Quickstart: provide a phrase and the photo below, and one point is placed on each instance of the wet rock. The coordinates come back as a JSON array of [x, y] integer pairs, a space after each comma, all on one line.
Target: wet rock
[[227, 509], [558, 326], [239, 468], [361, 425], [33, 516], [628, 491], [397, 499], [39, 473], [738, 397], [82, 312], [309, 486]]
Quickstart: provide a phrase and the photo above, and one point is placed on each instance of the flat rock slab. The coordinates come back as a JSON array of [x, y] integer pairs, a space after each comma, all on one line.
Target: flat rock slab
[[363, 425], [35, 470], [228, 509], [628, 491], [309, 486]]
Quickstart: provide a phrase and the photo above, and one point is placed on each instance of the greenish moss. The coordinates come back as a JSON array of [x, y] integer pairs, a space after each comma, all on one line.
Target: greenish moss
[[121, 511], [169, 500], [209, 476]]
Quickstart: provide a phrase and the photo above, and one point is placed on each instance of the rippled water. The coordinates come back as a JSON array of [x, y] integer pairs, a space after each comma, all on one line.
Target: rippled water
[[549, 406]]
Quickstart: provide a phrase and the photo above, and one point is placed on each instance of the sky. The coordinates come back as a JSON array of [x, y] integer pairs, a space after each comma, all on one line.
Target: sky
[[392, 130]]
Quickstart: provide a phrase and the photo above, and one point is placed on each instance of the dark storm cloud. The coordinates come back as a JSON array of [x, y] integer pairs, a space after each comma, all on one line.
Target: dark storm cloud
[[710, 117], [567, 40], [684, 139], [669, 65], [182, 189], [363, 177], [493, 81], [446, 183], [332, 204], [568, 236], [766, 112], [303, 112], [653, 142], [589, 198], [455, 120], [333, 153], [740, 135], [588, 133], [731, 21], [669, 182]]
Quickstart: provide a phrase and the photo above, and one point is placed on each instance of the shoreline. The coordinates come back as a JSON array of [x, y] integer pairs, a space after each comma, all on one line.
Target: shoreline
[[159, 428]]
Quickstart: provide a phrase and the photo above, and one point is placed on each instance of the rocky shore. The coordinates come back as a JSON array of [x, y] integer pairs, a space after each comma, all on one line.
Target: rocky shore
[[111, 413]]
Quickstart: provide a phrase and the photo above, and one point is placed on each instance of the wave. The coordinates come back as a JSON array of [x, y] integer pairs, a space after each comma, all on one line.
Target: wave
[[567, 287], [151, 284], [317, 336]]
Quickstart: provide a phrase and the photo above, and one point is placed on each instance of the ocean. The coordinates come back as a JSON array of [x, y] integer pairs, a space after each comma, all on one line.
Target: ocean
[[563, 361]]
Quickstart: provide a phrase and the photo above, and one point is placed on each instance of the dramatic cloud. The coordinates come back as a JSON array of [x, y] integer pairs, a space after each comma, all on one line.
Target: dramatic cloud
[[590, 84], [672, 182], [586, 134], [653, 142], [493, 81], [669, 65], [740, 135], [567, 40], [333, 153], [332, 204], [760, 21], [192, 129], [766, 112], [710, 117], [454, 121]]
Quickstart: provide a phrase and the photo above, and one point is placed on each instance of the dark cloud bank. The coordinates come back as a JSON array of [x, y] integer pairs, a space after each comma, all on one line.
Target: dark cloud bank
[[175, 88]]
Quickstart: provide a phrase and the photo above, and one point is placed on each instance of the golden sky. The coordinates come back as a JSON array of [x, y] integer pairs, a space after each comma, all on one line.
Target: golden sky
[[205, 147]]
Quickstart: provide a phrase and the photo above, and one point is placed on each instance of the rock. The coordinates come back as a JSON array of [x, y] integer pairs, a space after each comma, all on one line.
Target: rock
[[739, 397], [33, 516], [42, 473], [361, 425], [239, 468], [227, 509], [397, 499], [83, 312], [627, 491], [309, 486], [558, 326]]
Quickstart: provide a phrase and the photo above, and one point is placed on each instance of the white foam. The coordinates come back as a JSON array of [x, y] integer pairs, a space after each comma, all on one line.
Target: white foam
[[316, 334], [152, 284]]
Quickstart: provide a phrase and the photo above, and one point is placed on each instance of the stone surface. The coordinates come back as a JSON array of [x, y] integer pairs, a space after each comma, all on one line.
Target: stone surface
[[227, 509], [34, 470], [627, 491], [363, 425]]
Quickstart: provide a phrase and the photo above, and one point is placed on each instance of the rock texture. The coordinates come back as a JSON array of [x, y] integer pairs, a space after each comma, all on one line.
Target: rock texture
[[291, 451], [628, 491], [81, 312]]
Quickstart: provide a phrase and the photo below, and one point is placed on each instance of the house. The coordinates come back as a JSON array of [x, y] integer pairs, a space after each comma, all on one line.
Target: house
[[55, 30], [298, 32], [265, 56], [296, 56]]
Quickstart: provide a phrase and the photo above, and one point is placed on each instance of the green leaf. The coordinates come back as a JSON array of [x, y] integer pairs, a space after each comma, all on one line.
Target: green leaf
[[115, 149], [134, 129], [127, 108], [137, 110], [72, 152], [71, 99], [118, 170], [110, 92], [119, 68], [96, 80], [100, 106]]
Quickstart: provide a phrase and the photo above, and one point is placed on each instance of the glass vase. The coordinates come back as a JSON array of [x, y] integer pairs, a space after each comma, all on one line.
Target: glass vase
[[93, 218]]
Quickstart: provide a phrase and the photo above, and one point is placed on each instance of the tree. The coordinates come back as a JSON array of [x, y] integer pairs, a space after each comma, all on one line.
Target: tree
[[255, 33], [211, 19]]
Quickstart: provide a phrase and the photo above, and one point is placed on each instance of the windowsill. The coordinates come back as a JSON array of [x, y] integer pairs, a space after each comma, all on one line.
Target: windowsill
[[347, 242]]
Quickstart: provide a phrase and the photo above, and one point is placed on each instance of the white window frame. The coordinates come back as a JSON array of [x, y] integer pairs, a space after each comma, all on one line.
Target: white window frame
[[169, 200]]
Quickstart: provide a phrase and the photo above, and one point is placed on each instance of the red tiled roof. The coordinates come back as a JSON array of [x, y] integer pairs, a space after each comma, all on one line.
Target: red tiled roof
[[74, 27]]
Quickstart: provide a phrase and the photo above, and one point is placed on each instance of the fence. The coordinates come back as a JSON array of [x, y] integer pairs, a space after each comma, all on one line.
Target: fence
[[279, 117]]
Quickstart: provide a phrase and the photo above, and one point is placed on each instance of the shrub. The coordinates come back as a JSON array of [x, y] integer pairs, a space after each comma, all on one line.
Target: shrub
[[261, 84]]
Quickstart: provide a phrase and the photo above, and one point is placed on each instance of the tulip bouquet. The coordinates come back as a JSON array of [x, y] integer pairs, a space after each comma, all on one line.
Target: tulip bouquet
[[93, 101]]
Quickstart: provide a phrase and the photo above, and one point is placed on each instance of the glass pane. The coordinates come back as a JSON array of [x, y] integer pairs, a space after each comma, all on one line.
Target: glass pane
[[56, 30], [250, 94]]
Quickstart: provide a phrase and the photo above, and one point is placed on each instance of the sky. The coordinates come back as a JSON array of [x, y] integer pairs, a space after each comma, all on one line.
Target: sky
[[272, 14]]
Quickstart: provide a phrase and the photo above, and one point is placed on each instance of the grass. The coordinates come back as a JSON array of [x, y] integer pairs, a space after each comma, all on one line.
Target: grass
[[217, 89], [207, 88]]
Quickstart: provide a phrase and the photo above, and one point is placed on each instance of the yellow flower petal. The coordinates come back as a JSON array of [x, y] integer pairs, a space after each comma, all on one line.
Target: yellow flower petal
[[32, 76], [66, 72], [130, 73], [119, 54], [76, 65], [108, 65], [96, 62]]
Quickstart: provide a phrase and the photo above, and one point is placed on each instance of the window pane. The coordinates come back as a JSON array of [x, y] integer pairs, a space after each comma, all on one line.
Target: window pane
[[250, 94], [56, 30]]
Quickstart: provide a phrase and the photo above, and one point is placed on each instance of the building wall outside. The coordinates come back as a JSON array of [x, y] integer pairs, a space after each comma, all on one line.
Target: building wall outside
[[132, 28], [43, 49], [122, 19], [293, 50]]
________________________________________
■ **WORK TO DO**
Copy out the data word for word, starting at its very first line and ending at the line that contains "Target: wet rock", with both of those lines included.

■ **CORRECT ANSWER**
Quickstart: provide a phrase and the photo below, and one point is placed on each instance of the wet rock. The coordinates come back as a JSON array of [x, y] integer pairs, a space after each comma, all on one line.
Target: wet rock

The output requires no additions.